● **Goal**:
Report every line in the listing below that contains the word "form".

____ Records provided

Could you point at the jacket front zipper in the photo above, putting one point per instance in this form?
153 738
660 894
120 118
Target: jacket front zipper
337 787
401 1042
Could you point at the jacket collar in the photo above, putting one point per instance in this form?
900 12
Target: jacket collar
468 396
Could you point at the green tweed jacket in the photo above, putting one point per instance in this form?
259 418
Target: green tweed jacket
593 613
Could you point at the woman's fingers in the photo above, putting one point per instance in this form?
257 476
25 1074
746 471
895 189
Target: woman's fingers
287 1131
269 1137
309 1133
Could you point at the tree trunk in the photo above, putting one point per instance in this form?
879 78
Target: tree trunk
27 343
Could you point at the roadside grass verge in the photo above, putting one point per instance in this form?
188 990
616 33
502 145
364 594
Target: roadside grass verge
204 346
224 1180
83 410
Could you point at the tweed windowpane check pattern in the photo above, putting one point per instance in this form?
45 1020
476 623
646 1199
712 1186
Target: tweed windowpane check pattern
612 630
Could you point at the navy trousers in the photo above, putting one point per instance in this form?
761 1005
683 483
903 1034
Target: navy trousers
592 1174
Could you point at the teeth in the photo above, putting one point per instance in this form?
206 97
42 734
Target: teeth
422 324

________
____ Records provided

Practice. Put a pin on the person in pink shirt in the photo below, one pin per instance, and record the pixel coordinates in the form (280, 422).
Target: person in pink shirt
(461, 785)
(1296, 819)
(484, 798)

________

● **Worked answer**:
Could you point at the jacket front zipper in the photo above, putting one point per instance in this form?
Could you point at the jacket collar in the photo above, putting one point per instance in this form?
Could you point at the green tweed jacket in the photo above, putting one point per instance in this form?
Could you point at the woman's fingers in the photo above, putting one point per instance in this form?
Could you point at the tree trunk in the photo above, putting one point per instance in this form?
Could you point at the roadside grass verge in the photo above, putting one point per instance in this form?
Could you point at the tweed windowpane check pattern in the photo above, putting one point per instance in this form?
Could you point at the navy trousers in the photo above, putting one point per instance in this form?
Could you point at the teeth in the photo above, putting one point per instance in this form?
Practice. Put a pin on the person in pink shirt in the photo below, one pin per instance, and record the pixel coordinates in the form (280, 422).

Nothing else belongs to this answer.